Task brief - Please write down, word for word, the stretch of the post about the Caligula Effect sequel from "it's, frankly, fucking" through "already written about.".

[archived from a cohost post, originally made on january 10, 2024]
we're going to be talking about this game on the podcast I do (live genre chronicles woooo) but I feel like I need to talk about this before we get to that on sunday.
it's, frankly, fucking miraculous that this game is as good, as considered, as deliberate as it feels. where the first game was callous and flippant, trudging along with awful people in a battle system that amounted to just about nothing, the sequel has managed to make me cry multiple times, to build a set of challenges I felt satisfaction in overcoming, and to fill a world with NPCs with coherent, if ridiculous, motivations. the sidequests in this game, even at their worst, have more character to them than the entire party from the original caligula effect, which I've already written about.
the writing, I can explain easily. tadashi satomi was the scenario writer on the original game, but couldn't return for the sequel due to scheduling conflicts. good riddance, then. while we did play megami ibunroku persona/revelations: persona via its PSP remake, most of the apologists for satomi's writing, in my experience, would have been coming from his work on persona 2.

Record set -
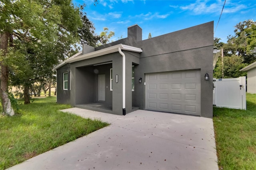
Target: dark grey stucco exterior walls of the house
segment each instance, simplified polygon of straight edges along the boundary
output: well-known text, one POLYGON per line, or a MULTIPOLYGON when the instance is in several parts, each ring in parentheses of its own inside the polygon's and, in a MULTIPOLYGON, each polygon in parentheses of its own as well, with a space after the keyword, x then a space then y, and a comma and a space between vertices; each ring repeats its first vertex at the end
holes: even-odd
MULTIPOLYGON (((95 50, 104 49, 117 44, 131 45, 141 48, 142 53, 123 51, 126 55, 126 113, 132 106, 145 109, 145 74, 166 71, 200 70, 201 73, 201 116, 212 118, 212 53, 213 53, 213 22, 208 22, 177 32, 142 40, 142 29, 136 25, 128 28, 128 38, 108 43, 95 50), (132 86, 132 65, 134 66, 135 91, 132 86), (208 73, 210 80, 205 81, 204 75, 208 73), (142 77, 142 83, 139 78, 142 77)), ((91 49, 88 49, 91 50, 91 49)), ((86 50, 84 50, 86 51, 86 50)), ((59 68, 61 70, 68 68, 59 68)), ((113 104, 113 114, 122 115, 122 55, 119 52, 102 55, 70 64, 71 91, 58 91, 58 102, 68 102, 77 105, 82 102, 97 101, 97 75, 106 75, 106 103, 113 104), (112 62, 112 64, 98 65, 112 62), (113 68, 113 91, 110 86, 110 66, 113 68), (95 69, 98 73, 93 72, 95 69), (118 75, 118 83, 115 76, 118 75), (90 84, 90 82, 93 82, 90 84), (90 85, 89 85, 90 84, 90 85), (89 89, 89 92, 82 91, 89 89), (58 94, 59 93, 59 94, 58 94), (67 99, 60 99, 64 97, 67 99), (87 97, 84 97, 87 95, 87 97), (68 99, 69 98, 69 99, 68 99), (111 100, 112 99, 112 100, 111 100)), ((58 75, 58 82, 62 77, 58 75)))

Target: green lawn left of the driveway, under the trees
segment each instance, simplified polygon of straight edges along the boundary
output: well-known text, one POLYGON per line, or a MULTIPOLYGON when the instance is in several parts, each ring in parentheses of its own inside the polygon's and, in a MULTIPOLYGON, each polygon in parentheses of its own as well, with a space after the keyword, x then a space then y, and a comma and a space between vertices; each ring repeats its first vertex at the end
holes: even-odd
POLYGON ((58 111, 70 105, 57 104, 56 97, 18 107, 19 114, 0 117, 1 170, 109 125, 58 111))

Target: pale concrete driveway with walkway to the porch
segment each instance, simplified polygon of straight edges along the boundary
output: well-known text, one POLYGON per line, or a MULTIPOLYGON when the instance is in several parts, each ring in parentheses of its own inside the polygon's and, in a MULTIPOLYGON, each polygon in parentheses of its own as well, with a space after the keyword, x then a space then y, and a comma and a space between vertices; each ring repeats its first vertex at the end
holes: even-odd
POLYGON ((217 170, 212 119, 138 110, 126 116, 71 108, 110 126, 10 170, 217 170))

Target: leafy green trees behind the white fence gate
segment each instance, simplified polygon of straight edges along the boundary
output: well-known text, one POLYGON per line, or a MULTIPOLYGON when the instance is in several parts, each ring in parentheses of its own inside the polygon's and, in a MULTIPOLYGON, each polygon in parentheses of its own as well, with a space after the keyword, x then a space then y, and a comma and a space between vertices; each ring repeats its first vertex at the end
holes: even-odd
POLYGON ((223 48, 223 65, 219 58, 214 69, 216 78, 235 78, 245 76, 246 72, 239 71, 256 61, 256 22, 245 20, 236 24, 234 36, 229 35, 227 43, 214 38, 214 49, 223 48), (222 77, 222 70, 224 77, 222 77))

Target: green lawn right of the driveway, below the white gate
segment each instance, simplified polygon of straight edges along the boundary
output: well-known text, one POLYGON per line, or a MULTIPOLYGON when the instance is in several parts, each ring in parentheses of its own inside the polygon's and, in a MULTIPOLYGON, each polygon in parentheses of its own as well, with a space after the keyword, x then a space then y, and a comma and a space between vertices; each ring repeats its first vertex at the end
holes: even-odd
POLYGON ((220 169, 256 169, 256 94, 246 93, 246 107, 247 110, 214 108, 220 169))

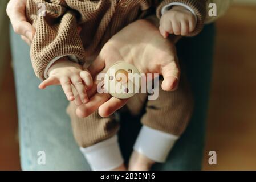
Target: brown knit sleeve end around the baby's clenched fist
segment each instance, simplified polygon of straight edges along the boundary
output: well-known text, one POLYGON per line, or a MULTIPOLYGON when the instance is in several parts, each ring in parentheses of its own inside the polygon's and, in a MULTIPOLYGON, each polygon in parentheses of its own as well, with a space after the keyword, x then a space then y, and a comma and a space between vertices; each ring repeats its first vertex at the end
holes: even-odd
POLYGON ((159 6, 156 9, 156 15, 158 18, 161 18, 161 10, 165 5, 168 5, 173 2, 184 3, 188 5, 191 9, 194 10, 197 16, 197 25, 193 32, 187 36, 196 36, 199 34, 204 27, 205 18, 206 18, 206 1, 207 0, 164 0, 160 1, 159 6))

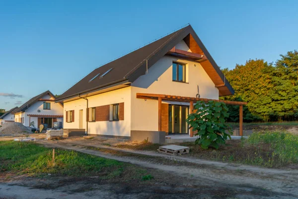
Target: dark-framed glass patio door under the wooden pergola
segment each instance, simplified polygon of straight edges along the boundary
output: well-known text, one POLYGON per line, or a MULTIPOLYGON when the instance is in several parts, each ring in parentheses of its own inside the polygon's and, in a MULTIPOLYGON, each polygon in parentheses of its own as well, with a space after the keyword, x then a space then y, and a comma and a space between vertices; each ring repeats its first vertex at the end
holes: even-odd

Solution -
it's, frankly, fucking miraculous that this game is as good, as considered, as deliberate as it feels. where the first game was callous and flippant, trudging along with awful people in a battle system that amounted to just about nothing, the sequel has managed to make me cry multiple times, to build a set of challenges I felt satisfaction in overcoming, and to fill a world with NPCs with coherent, if ridiculous, motivations. the sidequests in this game, even at their worst, have more character to them than the entire party from the original caligula effect, which I've already written about.